(Point-per-instance localization data)
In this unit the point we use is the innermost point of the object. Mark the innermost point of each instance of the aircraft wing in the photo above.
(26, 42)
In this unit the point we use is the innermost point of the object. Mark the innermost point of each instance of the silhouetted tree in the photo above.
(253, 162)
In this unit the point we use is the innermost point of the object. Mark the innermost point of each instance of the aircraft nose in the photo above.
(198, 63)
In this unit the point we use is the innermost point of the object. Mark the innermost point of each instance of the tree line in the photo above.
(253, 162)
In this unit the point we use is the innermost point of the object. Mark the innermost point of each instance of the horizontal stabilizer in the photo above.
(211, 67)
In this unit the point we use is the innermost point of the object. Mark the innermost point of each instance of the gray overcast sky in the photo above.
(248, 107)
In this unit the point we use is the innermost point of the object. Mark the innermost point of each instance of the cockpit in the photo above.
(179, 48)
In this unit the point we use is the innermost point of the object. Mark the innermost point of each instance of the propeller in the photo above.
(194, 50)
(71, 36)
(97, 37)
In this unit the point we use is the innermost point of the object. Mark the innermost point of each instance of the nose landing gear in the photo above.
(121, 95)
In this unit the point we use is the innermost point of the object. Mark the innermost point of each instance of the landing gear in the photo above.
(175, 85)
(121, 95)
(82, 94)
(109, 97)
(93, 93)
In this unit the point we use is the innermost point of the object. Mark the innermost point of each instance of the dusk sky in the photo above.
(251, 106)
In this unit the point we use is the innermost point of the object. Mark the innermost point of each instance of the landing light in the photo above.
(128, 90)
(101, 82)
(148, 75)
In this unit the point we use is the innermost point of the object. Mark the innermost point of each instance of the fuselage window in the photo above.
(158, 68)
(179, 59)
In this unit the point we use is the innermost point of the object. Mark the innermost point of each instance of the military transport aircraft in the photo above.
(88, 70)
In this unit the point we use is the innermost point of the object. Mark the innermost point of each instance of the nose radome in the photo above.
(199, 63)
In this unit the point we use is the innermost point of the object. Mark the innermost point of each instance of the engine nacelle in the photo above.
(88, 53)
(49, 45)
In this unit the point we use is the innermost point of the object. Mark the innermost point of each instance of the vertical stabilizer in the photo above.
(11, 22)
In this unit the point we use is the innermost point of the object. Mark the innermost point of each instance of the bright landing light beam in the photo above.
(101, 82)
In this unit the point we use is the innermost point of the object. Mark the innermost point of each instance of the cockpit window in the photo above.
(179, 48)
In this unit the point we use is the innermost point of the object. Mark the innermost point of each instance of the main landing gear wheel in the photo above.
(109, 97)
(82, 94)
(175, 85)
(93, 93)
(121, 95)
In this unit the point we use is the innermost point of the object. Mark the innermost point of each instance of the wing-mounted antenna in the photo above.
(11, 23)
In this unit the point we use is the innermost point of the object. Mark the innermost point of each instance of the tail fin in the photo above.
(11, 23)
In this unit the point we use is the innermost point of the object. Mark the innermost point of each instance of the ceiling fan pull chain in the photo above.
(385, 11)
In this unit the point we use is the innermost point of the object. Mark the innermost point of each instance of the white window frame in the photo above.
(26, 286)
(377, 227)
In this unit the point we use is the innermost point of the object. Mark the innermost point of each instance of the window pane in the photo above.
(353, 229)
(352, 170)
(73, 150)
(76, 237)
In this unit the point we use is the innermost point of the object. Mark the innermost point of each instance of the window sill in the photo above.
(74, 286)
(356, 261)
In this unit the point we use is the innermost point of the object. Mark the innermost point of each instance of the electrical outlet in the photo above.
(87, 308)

(Problem requirements) Would you restate every record word for word?

(Expected answer)
In this unit the point we use is the innermost point of the object. Mark the innermost point of each instance of the aircraft wing in the photo above.
(26, 42)
In this unit the point we use is the innermost point of the object. Mark the innermost point of each instance of the silhouetted tree in the photo above.
(253, 162)
In this unit the point we use is the innermost point of the object. Mark the innermost point of each instance of the aircraft nose in the photo above.
(198, 63)
In this unit the point we use is the innermost point of the object. Mark the innermost point of each instance of the tree line in the photo above.
(253, 162)
In this unit the point we use is the innermost point of the object. Mark the innermost point of each instance of the horizontal stabilizer in the photo above.
(211, 67)
In this unit the point we use is the innermost point of the object. Mark the innermost point of each instance of the gray overcast sky in the photo above.
(248, 107)
In this unit the point we use is the innermost point of the object. Mark the innermost point of each instance of the cockpit in the photo above.
(179, 48)
In this unit the point we use is the innermost point of the object. Mark the innermost point of each instance of the propeller in the photo above.
(194, 50)
(71, 36)
(97, 37)
In this unit the point we use is the innermost point of the object. Mark the innermost point of each instance of the nose landing gear in the photo above.
(121, 95)
In this unit the point we use is the innermost point of the object. Mark the innermost point of each instance of the landing gear in the photo above.
(175, 85)
(121, 95)
(82, 94)
(109, 97)
(93, 93)
In this unit the point we use is the innermost point of the object. Mark the innermost point of each instance of the dusk sky in the photo above.
(251, 106)
In this unit the point we use is the innermost point of the object. Mark the innermost point of each instance of the landing light in the photo above.
(128, 90)
(101, 82)
(148, 75)
In this unit the point we use is the innermost point of the object. Mark the innermost point of each instance of the fuselage window in the photo above.
(158, 68)
(179, 59)
In this unit the point we use is the innermost point of the object. Mark the innermost point of each instance of the military transport aircraft in the photo above.
(88, 70)
In this unit the point we use is the innermost point of the object. Mark the innermost point of each instance of the nose radome in the photo above.
(199, 63)
In this unit the point we use is the innermost point of the object. Mark the innermost point of each instance of the engine nacelle in the photo above.
(88, 53)
(49, 45)
In this unit the point we use is the innermost point of the object. Mark the innermost point of each instance of the vertical stabilizer in the photo above.
(11, 22)
In this unit the point we use is the innermost point of the object. Mark the innermost point of each instance of the bright landing light beam in the photo above.
(101, 82)
In this unit the point we use is the innermost point of the object. Mark the innermost point of each instance of the cockpit window in the photo above.
(179, 48)
In this unit the point we use is the innermost point of the object. Mark the innermost point of each instance of the main landing gear wheel in the photo above.
(109, 97)
(82, 94)
(175, 85)
(93, 93)
(121, 95)
In this unit the point we use is the innermost point of the object. Mark the innermost point of each instance of the wing-mounted antenna in the photo above.
(11, 23)
In this unit the point we use is the innermost point of the object. Mark the innermost point of each instance of the tail fin in the photo above.
(11, 23)
In this unit the point we use is the innermost point of the object. Mark the innermost point of each instance of the ceiling fan pull chain in the photo above.
(385, 11)
In this unit the point we use is the innermost point of the object. Mark the innermost point of each instance of the white window frame in the photo above.
(26, 286)
(377, 227)
In this unit the point we use is the innermost point of the object. Mark the innermost point of each instance of the window pane in the photo above.
(353, 229)
(352, 170)
(73, 150)
(76, 237)
In this unit the point we use is the innermost point of the object. Mark the innermost point of each instance of the window sill in the photo above.
(74, 286)
(356, 261)
In this unit the point we use is the innermost point of the object. Mark the innermost point of each instance of the electrical outlet in the photo above.
(87, 308)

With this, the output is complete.